**Exercise text:**
LOS ANGELES — It was nearly the hour of the wolf, and there were no coyotes. Not a single beep on the GPS tracker.

Justin Brown parked his jeep on a dark road and sighed. “I’m going to get out and see if I hear anything,” he said. He was on the edge of a mountainside, pointing his antenna at the sleeping city, hoping it would detect a radio-collared coyote. Still nothing.

Brown is a biologist at the National Park Service’s Santa Monica Mountains National Recreation Area. He tracks coyotes to understand how they live in a fragmented landscape. What does it mean to be a wild animal in an increasingly urbanized environment?

Park Service researchers began monitoring coyotes in the city’s mountains in 1996, hoping to answer that question. Last year, Brown became the lead of the L.A. Urban Coyote Project, a new program aimed at helping locals and lawmakers make informed decisions about the wily canid that lives in the city’s heart, not decisions predicated on fear.

**Problem 1:** In the article on urban coyotes, rewrite the part that opens with the words containing "Justin Brown parked" and closes with "coyote. Still nothing.", changing "jeep" to "truck".
**Problem 2:**
Answer these questions from the article on urban coyotes.
(a) In what year did Park Service researchers begin monitoring coyotes in the city's mountains?
(b) Where does Justin Brown work as a biologist?
(c) What did Brown point his antenna at?
**Problem 3:** Translate this sentence from the article on urban coyotes into Spanish: "He tracks coyotes to understand how they live in a fragmented landscape."

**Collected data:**
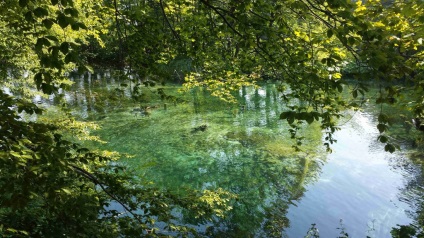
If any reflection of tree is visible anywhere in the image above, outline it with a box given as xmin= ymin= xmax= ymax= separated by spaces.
xmin=83 ymin=82 xmax=321 ymax=237
xmin=392 ymin=154 xmax=424 ymax=237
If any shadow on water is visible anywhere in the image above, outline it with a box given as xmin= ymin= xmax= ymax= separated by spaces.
xmin=58 ymin=74 xmax=420 ymax=237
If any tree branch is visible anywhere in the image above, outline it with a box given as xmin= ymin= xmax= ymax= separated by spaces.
xmin=70 ymin=165 xmax=144 ymax=224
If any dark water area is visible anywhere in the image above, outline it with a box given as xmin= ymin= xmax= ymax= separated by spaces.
xmin=48 ymin=74 xmax=422 ymax=237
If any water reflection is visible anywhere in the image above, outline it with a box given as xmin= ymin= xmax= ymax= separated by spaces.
xmin=64 ymin=72 xmax=422 ymax=237
xmin=287 ymin=110 xmax=410 ymax=237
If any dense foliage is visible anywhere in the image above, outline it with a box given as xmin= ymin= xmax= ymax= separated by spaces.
xmin=0 ymin=0 xmax=424 ymax=237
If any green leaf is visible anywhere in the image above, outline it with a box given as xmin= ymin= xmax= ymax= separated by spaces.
xmin=45 ymin=35 xmax=59 ymax=42
xmin=34 ymin=73 xmax=43 ymax=87
xmin=60 ymin=0 xmax=68 ymax=7
xmin=377 ymin=123 xmax=387 ymax=133
xmin=63 ymin=8 xmax=79 ymax=17
xmin=57 ymin=13 xmax=70 ymax=29
xmin=71 ymin=23 xmax=79 ymax=31
xmin=352 ymin=89 xmax=358 ymax=98
xmin=327 ymin=29 xmax=334 ymax=38
xmin=384 ymin=144 xmax=396 ymax=153
xmin=378 ymin=136 xmax=389 ymax=143
xmin=34 ymin=7 xmax=49 ymax=17
xmin=59 ymin=42 xmax=69 ymax=54
xmin=24 ymin=11 xmax=34 ymax=22
xmin=378 ymin=113 xmax=389 ymax=123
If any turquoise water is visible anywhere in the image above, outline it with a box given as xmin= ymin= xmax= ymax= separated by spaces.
xmin=69 ymin=77 xmax=410 ymax=237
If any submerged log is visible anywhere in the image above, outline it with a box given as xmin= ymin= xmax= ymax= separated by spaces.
xmin=191 ymin=124 xmax=208 ymax=133
xmin=412 ymin=117 xmax=424 ymax=131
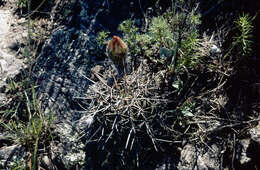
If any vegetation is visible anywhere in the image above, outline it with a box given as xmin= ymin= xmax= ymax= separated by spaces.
xmin=0 ymin=0 xmax=54 ymax=170
xmin=0 ymin=0 xmax=258 ymax=170
xmin=92 ymin=1 xmax=255 ymax=169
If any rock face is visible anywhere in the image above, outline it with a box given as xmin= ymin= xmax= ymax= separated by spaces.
xmin=0 ymin=1 xmax=27 ymax=103
xmin=33 ymin=0 xmax=154 ymax=169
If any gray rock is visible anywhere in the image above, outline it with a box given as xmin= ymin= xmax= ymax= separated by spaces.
xmin=0 ymin=1 xmax=26 ymax=103
xmin=178 ymin=144 xmax=220 ymax=170
xmin=0 ymin=145 xmax=26 ymax=169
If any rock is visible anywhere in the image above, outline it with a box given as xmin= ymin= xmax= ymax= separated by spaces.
xmin=0 ymin=1 xmax=27 ymax=103
xmin=249 ymin=122 xmax=260 ymax=145
xmin=178 ymin=144 xmax=220 ymax=170
xmin=0 ymin=145 xmax=26 ymax=169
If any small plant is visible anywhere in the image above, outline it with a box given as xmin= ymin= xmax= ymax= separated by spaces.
xmin=0 ymin=80 xmax=53 ymax=170
xmin=96 ymin=31 xmax=109 ymax=47
xmin=233 ymin=14 xmax=255 ymax=56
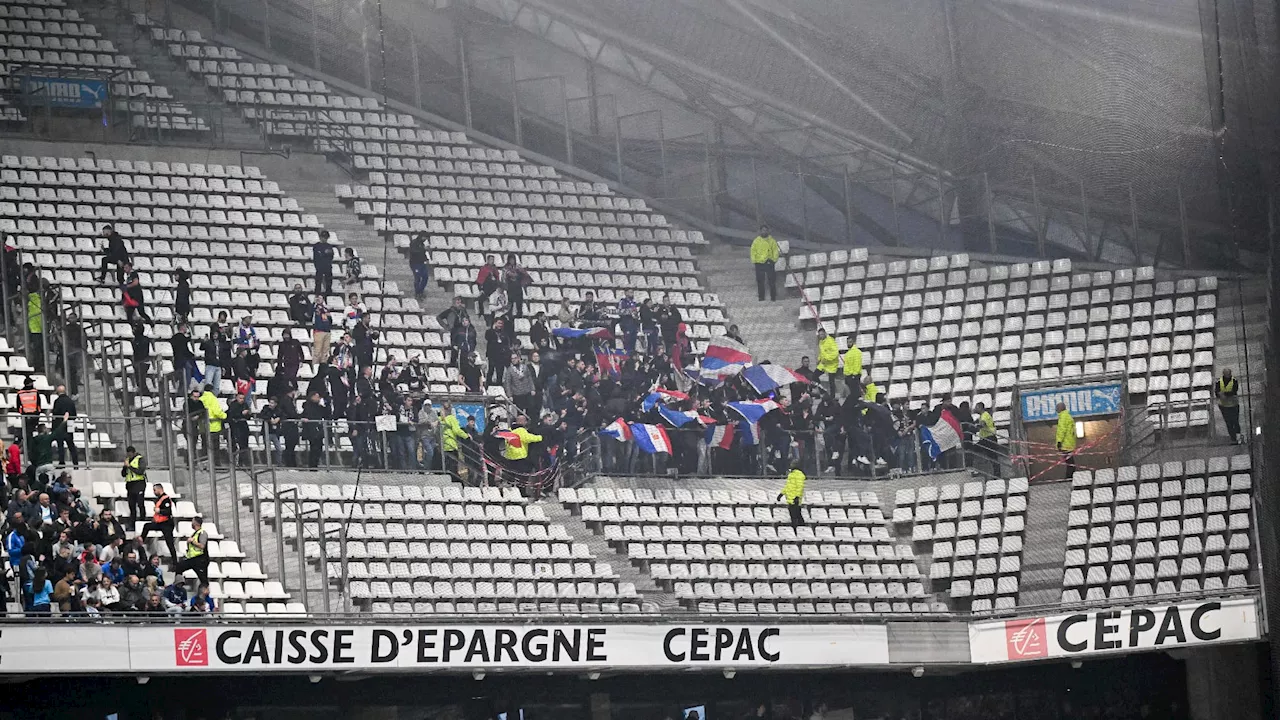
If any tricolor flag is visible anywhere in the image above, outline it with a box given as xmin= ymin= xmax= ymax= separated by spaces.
xmin=705 ymin=424 xmax=733 ymax=450
xmin=552 ymin=328 xmax=613 ymax=340
xmin=742 ymin=363 xmax=809 ymax=395
xmin=726 ymin=398 xmax=781 ymax=423
xmin=658 ymin=405 xmax=703 ymax=428
xmin=600 ymin=418 xmax=631 ymax=442
xmin=631 ymin=423 xmax=671 ymax=455
xmin=699 ymin=337 xmax=751 ymax=380
xmin=920 ymin=410 xmax=964 ymax=460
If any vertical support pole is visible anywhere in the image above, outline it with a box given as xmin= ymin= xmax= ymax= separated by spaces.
xmin=507 ymin=56 xmax=525 ymax=147
xmin=1178 ymin=184 xmax=1192 ymax=268
xmin=1032 ymin=173 xmax=1046 ymax=258
xmin=1129 ymin=182 xmax=1143 ymax=265
xmin=409 ymin=32 xmax=422 ymax=108
xmin=982 ymin=173 xmax=997 ymax=255
xmin=933 ymin=174 xmax=947 ymax=247
xmin=840 ymin=165 xmax=855 ymax=245
xmin=458 ymin=30 xmax=474 ymax=128
xmin=559 ymin=76 xmax=573 ymax=165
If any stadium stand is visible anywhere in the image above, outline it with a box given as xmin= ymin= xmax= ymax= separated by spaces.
xmin=239 ymin=477 xmax=640 ymax=615
xmin=0 ymin=0 xmax=209 ymax=133
xmin=1062 ymin=455 xmax=1257 ymax=602
xmin=786 ymin=249 xmax=1217 ymax=427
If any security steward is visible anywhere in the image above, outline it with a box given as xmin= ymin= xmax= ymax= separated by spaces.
xmin=18 ymin=375 xmax=40 ymax=442
xmin=778 ymin=461 xmax=805 ymax=528
xmin=174 ymin=515 xmax=209 ymax=584
xmin=1213 ymin=369 xmax=1240 ymax=445
xmin=142 ymin=483 xmax=178 ymax=565
xmin=1053 ymin=402 xmax=1075 ymax=480
xmin=120 ymin=445 xmax=147 ymax=521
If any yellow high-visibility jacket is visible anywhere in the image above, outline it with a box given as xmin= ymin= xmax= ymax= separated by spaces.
xmin=1055 ymin=410 xmax=1075 ymax=452
xmin=818 ymin=336 xmax=840 ymax=373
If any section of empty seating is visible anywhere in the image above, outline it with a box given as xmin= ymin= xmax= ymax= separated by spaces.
xmin=559 ymin=487 xmax=946 ymax=614
xmin=787 ymin=249 xmax=1217 ymax=427
xmin=893 ymin=478 xmax=1028 ymax=612
xmin=0 ymin=149 xmax=468 ymax=402
xmin=91 ymin=470 xmax=306 ymax=615
xmin=0 ymin=0 xmax=209 ymax=132
xmin=1062 ymin=455 xmax=1257 ymax=602
xmin=239 ymin=478 xmax=640 ymax=614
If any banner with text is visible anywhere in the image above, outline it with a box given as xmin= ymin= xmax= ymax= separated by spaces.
xmin=1019 ymin=383 xmax=1124 ymax=423
xmin=0 ymin=624 xmax=888 ymax=674
xmin=969 ymin=600 xmax=1261 ymax=664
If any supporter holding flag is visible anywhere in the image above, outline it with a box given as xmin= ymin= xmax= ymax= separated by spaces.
xmin=814 ymin=327 xmax=840 ymax=395
xmin=751 ymin=224 xmax=781 ymax=302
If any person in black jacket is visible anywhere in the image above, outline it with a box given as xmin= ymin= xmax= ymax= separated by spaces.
xmin=289 ymin=283 xmax=315 ymax=328
xmin=51 ymin=386 xmax=79 ymax=468
xmin=97 ymin=225 xmax=129 ymax=284
xmin=173 ymin=268 xmax=191 ymax=323
xmin=302 ymin=392 xmax=329 ymax=468
xmin=227 ymin=392 xmax=252 ymax=465
xmin=408 ymin=233 xmax=431 ymax=300
xmin=311 ymin=231 xmax=333 ymax=296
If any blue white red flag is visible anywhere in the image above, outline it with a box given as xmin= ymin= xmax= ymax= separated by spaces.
xmin=705 ymin=424 xmax=733 ymax=450
xmin=552 ymin=328 xmax=613 ymax=340
xmin=742 ymin=363 xmax=809 ymax=395
xmin=699 ymin=337 xmax=751 ymax=380
xmin=631 ymin=423 xmax=671 ymax=455
xmin=920 ymin=410 xmax=964 ymax=460
xmin=600 ymin=418 xmax=631 ymax=441
xmin=726 ymin=398 xmax=781 ymax=423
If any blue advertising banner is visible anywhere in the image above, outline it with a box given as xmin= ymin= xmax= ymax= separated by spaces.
xmin=22 ymin=76 xmax=106 ymax=109
xmin=1021 ymin=383 xmax=1124 ymax=423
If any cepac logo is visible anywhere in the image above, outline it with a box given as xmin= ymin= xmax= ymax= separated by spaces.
xmin=1005 ymin=618 xmax=1048 ymax=660
xmin=173 ymin=628 xmax=209 ymax=667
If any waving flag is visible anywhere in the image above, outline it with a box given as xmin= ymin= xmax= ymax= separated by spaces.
xmin=600 ymin=418 xmax=631 ymax=442
xmin=552 ymin=328 xmax=613 ymax=340
xmin=742 ymin=363 xmax=809 ymax=395
xmin=707 ymin=424 xmax=733 ymax=450
xmin=726 ymin=400 xmax=781 ymax=423
xmin=920 ymin=410 xmax=964 ymax=460
xmin=658 ymin=405 xmax=703 ymax=428
xmin=699 ymin=337 xmax=751 ymax=380
xmin=631 ymin=423 xmax=671 ymax=455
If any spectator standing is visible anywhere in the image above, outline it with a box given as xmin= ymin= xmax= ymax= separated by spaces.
xmin=173 ymin=515 xmax=209 ymax=587
xmin=618 ymin=287 xmax=640 ymax=357
xmin=476 ymin=255 xmax=502 ymax=302
xmin=751 ymin=224 xmax=781 ymax=302
xmin=1053 ymin=402 xmax=1075 ymax=480
xmin=289 ymin=283 xmax=313 ymax=327
xmin=778 ymin=461 xmax=805 ymax=528
xmin=408 ymin=232 xmax=431 ymax=300
xmin=122 ymin=445 xmax=147 ymax=517
xmin=173 ymin=268 xmax=191 ymax=323
xmin=311 ymin=295 xmax=333 ymax=365
xmin=140 ymin=483 xmax=178 ymax=564
xmin=120 ymin=263 xmax=155 ymax=324
xmin=311 ymin=231 xmax=334 ymax=297
xmin=1213 ymin=368 xmax=1240 ymax=445
xmin=51 ymin=386 xmax=79 ymax=468
xmin=97 ymin=225 xmax=129 ymax=284
xmin=484 ymin=319 xmax=511 ymax=386
xmin=502 ymin=252 xmax=534 ymax=319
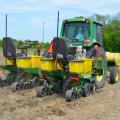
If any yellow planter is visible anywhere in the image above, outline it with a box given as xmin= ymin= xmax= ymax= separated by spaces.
xmin=31 ymin=56 xmax=42 ymax=68
xmin=69 ymin=59 xmax=92 ymax=74
xmin=41 ymin=59 xmax=62 ymax=71
xmin=16 ymin=57 xmax=31 ymax=68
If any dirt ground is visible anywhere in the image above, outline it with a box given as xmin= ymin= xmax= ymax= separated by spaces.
xmin=0 ymin=83 xmax=120 ymax=120
xmin=0 ymin=55 xmax=120 ymax=120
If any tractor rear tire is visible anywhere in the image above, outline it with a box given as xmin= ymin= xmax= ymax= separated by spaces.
xmin=37 ymin=86 xmax=47 ymax=97
xmin=95 ymin=72 xmax=106 ymax=89
xmin=11 ymin=82 xmax=22 ymax=92
xmin=109 ymin=66 xmax=120 ymax=84
xmin=32 ymin=77 xmax=40 ymax=87
xmin=65 ymin=90 xmax=76 ymax=102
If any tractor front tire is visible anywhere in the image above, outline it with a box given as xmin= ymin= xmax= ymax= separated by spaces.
xmin=109 ymin=66 xmax=120 ymax=84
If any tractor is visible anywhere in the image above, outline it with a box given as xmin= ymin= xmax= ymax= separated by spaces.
xmin=37 ymin=17 xmax=113 ymax=102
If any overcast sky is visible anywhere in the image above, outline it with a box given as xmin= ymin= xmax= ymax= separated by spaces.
xmin=0 ymin=0 xmax=120 ymax=41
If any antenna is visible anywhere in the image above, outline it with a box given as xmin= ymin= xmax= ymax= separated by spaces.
xmin=57 ymin=11 xmax=59 ymax=39
xmin=5 ymin=14 xmax=7 ymax=38
xmin=43 ymin=21 xmax=45 ymax=42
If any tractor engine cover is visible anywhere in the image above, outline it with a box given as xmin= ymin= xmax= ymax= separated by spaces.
xmin=53 ymin=37 xmax=68 ymax=61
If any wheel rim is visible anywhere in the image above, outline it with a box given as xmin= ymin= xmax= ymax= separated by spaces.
xmin=96 ymin=75 xmax=103 ymax=81
xmin=96 ymin=70 xmax=104 ymax=82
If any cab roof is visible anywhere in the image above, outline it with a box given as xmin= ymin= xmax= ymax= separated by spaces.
xmin=64 ymin=16 xmax=103 ymax=26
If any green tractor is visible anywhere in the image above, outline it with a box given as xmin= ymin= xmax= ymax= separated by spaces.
xmin=37 ymin=17 xmax=107 ymax=102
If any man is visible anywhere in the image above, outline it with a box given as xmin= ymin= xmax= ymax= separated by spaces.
xmin=36 ymin=44 xmax=41 ymax=56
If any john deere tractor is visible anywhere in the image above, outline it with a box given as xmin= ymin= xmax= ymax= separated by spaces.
xmin=37 ymin=17 xmax=110 ymax=102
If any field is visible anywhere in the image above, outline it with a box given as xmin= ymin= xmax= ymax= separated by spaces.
xmin=0 ymin=51 xmax=120 ymax=120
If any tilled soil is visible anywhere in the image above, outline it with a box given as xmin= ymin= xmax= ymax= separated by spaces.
xmin=0 ymin=83 xmax=120 ymax=120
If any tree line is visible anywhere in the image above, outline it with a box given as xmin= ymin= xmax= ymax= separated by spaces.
xmin=91 ymin=12 xmax=120 ymax=52
xmin=0 ymin=12 xmax=120 ymax=52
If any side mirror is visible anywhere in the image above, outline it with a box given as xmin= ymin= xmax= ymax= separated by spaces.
xmin=3 ymin=37 xmax=16 ymax=59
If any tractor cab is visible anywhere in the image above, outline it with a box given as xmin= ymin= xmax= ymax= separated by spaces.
xmin=60 ymin=17 xmax=103 ymax=47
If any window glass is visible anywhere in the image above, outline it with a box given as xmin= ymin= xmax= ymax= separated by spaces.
xmin=63 ymin=22 xmax=89 ymax=41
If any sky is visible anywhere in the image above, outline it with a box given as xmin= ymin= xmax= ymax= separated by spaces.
xmin=0 ymin=0 xmax=120 ymax=42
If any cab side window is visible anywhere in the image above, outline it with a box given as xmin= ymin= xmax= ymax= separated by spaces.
xmin=93 ymin=23 xmax=103 ymax=45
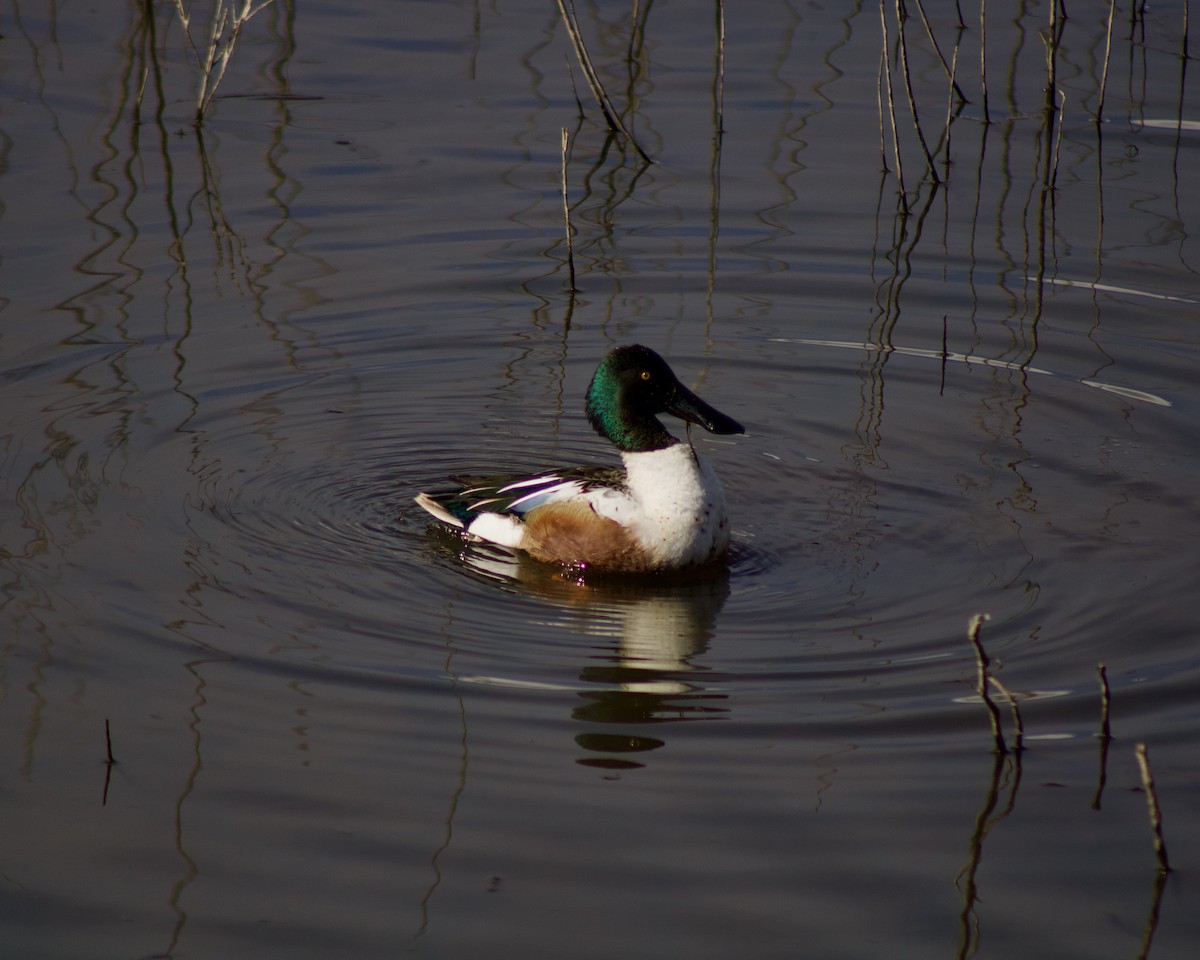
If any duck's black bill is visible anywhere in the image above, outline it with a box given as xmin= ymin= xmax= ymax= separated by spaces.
xmin=667 ymin=384 xmax=745 ymax=433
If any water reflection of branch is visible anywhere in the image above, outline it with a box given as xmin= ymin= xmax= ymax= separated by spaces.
xmin=413 ymin=611 xmax=469 ymax=940
xmin=954 ymin=752 xmax=1021 ymax=960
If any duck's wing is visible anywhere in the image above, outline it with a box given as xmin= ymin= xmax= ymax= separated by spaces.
xmin=416 ymin=467 xmax=625 ymax=530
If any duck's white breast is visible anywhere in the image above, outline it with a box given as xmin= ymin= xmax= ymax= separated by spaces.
xmin=592 ymin=443 xmax=730 ymax=565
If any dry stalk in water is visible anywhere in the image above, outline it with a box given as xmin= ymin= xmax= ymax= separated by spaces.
xmin=967 ymin=613 xmax=1008 ymax=754
xmin=175 ymin=0 xmax=275 ymax=126
xmin=1134 ymin=743 xmax=1171 ymax=874
xmin=556 ymin=0 xmax=650 ymax=163
xmin=563 ymin=127 xmax=578 ymax=293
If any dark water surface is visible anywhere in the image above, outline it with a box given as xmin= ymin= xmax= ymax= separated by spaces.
xmin=0 ymin=0 xmax=1200 ymax=960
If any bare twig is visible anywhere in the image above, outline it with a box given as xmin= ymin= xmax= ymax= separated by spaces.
xmin=988 ymin=677 xmax=1025 ymax=754
xmin=896 ymin=0 xmax=941 ymax=184
xmin=967 ymin=613 xmax=1008 ymax=754
xmin=174 ymin=0 xmax=275 ymax=126
xmin=563 ymin=127 xmax=577 ymax=293
xmin=913 ymin=0 xmax=971 ymax=103
xmin=104 ymin=716 xmax=116 ymax=767
xmin=880 ymin=0 xmax=908 ymax=204
xmin=1096 ymin=0 xmax=1117 ymax=124
xmin=558 ymin=0 xmax=650 ymax=163
xmin=1096 ymin=664 xmax=1112 ymax=740
xmin=979 ymin=0 xmax=988 ymax=124
xmin=1134 ymin=743 xmax=1171 ymax=874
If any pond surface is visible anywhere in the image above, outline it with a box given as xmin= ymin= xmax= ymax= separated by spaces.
xmin=0 ymin=0 xmax=1200 ymax=960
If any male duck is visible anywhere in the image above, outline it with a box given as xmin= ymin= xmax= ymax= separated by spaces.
xmin=416 ymin=344 xmax=745 ymax=572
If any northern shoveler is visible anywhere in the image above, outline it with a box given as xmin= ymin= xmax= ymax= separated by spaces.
xmin=416 ymin=344 xmax=745 ymax=572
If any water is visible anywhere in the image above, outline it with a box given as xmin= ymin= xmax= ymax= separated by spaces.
xmin=0 ymin=0 xmax=1200 ymax=958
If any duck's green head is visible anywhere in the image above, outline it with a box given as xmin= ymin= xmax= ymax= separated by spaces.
xmin=586 ymin=343 xmax=745 ymax=452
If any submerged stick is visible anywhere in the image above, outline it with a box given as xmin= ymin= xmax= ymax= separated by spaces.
xmin=1134 ymin=743 xmax=1171 ymax=874
xmin=562 ymin=127 xmax=578 ymax=293
xmin=967 ymin=613 xmax=1008 ymax=754
xmin=1096 ymin=664 xmax=1112 ymax=740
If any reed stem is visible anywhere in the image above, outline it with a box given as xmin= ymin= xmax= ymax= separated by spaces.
xmin=967 ymin=613 xmax=1008 ymax=754
xmin=1134 ymin=743 xmax=1171 ymax=874
xmin=562 ymin=127 xmax=578 ymax=293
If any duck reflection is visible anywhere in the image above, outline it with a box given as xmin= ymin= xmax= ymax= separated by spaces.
xmin=446 ymin=540 xmax=730 ymax=769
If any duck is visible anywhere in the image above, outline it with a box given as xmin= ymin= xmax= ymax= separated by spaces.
xmin=415 ymin=343 xmax=745 ymax=574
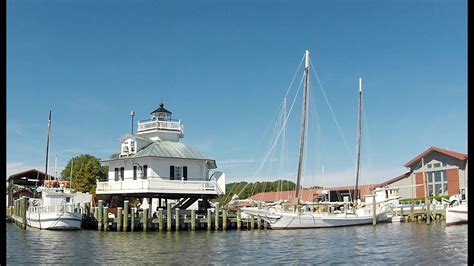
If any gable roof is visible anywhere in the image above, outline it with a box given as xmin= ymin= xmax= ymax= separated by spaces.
xmin=380 ymin=172 xmax=411 ymax=187
xmin=403 ymin=146 xmax=467 ymax=167
xmin=101 ymin=140 xmax=217 ymax=169
xmin=120 ymin=133 xmax=153 ymax=143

**Final answer 1:**
Justin Brown parked his truck on a dark road and sighed. “I’m going to get out and see if I hear anything,” he said. He was on the edge of a mountainside, pointing his antenna at the sleeping city, hoping it would detect a radio-collared coyote. Still nothing.

**Final answer 2:**
(a) 1996
(b) The National Park Service's Santa Monica Mountains National Recreation Area
(c) The sleeping city

**Final answer 3:** Rastrea coyotes para entender cómo viven en un paisaje fragmentado.